→ Your instructions
Rewrite every line of the records below, requests included, scaling each coordinate in the answers by 1.8 and rounding to the nearest whole number, with halves rounded up. Leave the requests unchanged.
## start
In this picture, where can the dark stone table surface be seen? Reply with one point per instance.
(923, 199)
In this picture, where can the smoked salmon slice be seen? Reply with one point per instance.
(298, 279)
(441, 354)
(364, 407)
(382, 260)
## end
→ Result
In this picture, where can the dark stone table surface be seen? Reply with one point per instance.
(1661, 358)
In this picture, where can the smoked salmon slice be seen? Reply with one point per instance.
(536, 502)
(794, 637)
(655, 733)
(688, 468)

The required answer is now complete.